* Consigne: Recopiez fidèlement le passage de l'extrait sur la crise malienne compris entre « À l’issue de » et « de file, l’Algérie. », ces deux segments inclus.

* Extrait source:
Plus tard, le 22 mars 2012, la situation, déjà préoccupante, s’exacerbait par la perpétration d’un putsch militaire dont les auteurs décidaient, d’autorité, de la suspension de la Constitution ainsi que de la dissolution des institutions républicaines, mettant ainsi, péremptoirement, entre parenthèses toute vie institutionnelle normale de l’État.
Accord pour la paix
La situation sécuritaire précaire aujourd’hui est la suite logique de cette occupation d’une partie de notre pays, dont la résolution mobilise, depuis 2012, la communauté internationale au chevet du Mali. En effet, c’est avec l’appui de certains partenaires tels que la France, à travers son opération Serval qui est devenu Barkhane par la suite, et la Communauté internationale, en l’occurrence, la CEDEAO, l’Union Africaine (UA), les Nations Unies, l’Union Européenne et l’Organisation de la Coopération Islamique, que notre pays a réussi à chasser de nos territoires les occupants étrangers pour, ensuite, réunir les conditions pour des élections présidentielles réussies, suivies d’élections générales crédibles, acceptées de tous.
À l’issue de ces différentes élections, le troisième Président de la 3e République, Ibrahim Boubacar Keita, dans la recherche d’une solution durable au problème dit du nord, a initié des pourparlers qui aboutiront à la conclusion d’un accord politique de règlement définitif de « la crise malienne » dénommé Accord pour la paix et la réconciliation au Mali issu du processus d’Alger entre l’État du Mali et les mouvements armés nationaux. Toute chose qui a permis d’obtenir aujourd’hui, le respect de la souveraineté de l’État du Mali ainsi que sa forme républicaine et son caractère laïc par ces mouvements. Cet accord signé à Bamako, il faut le dire, a été conclu sur la base d’exigences consensuelles fondamentales sous l’égide de la Communauté internationale avec comme chef de file, l’Algérie.
Ainsi, comme tout accord politique de règlement de crise institutionnelle du genre, l’Accord pour la Paix et la réconciliation au Mali issu du processus d’Alger est appelé à produire, entre les parties, des effets normatifs à configurer, nécessairement, dans l’ordonnancement juridique de l’État. Cette assurance, on la retrouve dans l’article 1 de l’Accord pour la paix: « Les parties, dans l’esprit de la Feuille de route, réitèrent leur attachement aux principes ci-après: au respect de l’unité •nationale, de l’intégrité territoriale et de la souveraineté de l’État du Mali, ainsi que sa forme républicaine, son caractère laïc », valeurs constitutionnelles consacrées supra par la Constitution du 25 février 1992, en son article 118…
Nécessité de réviser la Constitution de 1992
Dès lors, la Cour dans son arrêt du 4 juillet constate que ‘’la souveraineté du peuple s’exerce à ce jour par ses élus sur toute l’étendue du territoire national’’.

* Matériel fourni:
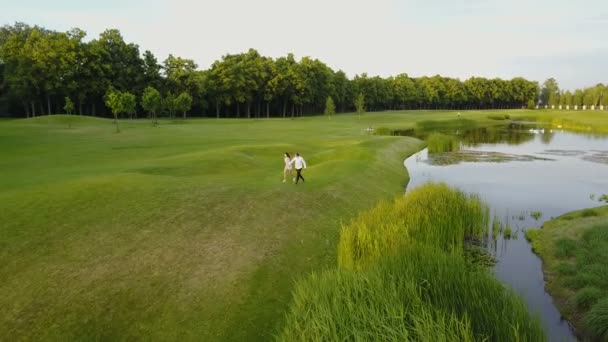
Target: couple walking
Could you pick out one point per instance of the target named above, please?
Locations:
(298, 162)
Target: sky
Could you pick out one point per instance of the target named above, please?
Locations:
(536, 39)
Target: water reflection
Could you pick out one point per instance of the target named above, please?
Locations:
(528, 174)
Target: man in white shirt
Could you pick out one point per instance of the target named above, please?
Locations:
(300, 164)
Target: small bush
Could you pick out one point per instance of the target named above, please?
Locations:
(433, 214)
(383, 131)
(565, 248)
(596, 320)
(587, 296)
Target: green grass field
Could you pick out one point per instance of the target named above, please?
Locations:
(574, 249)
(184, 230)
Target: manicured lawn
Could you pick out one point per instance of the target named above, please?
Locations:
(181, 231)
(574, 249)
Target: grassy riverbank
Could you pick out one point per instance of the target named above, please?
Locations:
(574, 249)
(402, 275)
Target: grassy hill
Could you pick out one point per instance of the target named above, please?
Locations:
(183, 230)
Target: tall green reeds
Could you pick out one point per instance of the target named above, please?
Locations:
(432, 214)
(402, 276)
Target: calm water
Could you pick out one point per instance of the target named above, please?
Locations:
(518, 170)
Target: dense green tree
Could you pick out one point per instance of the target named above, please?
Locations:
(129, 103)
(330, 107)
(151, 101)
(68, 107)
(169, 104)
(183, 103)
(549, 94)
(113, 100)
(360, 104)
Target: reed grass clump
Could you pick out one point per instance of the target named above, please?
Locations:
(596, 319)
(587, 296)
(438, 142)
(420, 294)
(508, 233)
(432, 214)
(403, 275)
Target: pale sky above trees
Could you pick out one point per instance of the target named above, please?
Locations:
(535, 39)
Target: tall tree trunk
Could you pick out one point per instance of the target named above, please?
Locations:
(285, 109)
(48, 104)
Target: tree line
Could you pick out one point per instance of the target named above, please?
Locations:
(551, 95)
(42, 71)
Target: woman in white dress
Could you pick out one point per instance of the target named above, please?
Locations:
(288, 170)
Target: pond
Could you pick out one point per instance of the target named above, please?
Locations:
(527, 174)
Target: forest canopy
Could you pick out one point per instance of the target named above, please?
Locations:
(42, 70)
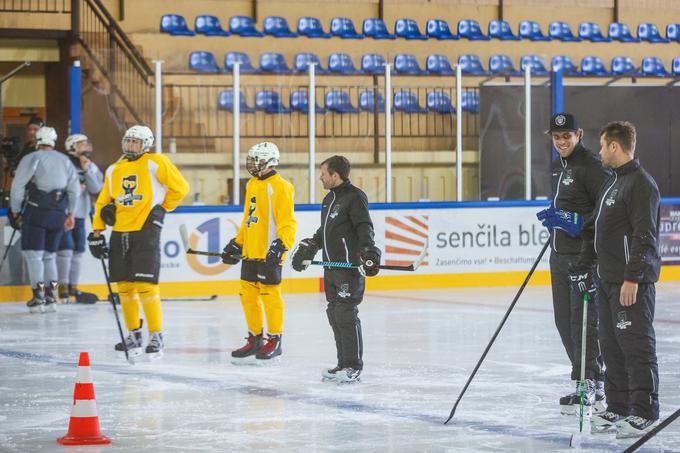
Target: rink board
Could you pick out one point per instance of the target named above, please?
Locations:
* * *
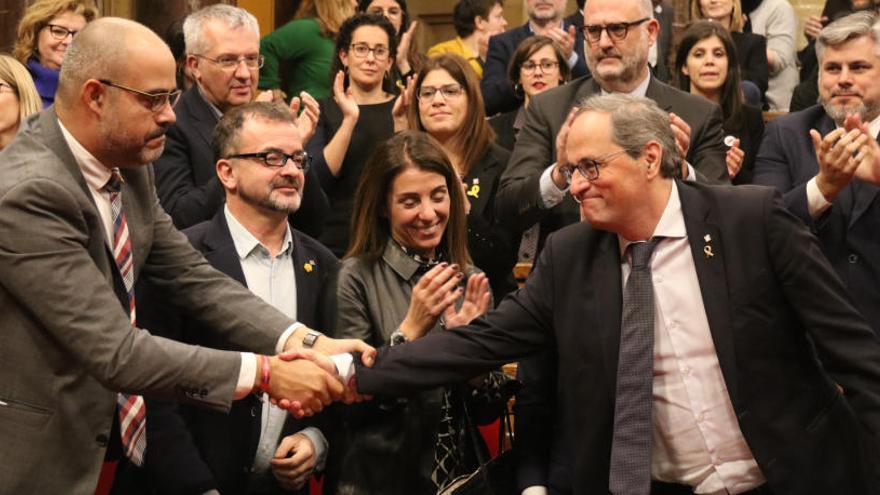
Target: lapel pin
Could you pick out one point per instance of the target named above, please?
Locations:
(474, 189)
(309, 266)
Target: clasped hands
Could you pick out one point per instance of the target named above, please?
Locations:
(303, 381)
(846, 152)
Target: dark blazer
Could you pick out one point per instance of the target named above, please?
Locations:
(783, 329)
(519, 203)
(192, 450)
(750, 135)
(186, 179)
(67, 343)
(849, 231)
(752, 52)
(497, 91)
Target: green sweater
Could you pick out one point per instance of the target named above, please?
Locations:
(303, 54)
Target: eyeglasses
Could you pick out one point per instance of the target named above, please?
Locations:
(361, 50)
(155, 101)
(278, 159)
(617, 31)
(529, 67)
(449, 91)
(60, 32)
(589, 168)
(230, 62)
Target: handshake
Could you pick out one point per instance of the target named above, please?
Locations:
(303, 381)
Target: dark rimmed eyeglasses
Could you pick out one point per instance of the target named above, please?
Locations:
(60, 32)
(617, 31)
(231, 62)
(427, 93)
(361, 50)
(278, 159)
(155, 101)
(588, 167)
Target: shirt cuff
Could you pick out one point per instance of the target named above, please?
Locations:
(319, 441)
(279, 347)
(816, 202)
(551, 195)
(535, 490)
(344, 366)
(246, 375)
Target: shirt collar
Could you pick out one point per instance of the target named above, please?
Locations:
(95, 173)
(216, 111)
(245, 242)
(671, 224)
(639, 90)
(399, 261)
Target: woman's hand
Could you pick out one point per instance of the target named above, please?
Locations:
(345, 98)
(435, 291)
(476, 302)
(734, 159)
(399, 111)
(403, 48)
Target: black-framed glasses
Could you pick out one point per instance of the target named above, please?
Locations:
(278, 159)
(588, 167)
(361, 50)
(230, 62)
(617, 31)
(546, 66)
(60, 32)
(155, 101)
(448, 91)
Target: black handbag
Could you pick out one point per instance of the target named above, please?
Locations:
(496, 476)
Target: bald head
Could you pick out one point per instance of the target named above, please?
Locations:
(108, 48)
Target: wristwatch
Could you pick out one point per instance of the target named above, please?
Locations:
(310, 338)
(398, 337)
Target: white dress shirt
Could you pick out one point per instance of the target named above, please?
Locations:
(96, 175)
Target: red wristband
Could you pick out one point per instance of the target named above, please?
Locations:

* Réponse à la consigne:
À l’issue de ces différentes élections, le troisième Président de la 3e République, Ibrahim Boubacar Keita, dans la recherche d’une solution durable au problème dit du nord, a initié des pourparlers qui aboutiront à la conclusion d’un accord politique de règlement définitif de « la crise malienne » dénommé Accord pour la paix et la réconciliation au Mali issu du processus d’Alger entre l’État du Mali et les mouvements armés nationaux. Toute chose qui a permis d’obtenir aujourd’hui, le respect de la souveraineté de l’État du Mali ainsi que sa forme républicaine et son caractère laïc par ces mouvements. Cet accord signé à Bamako, il faut le dire, a été conclu sur la base d’exigences consensuelles fondamentales sous l’égide de la Communauté internationale avec comme chef de file, l’Algérie.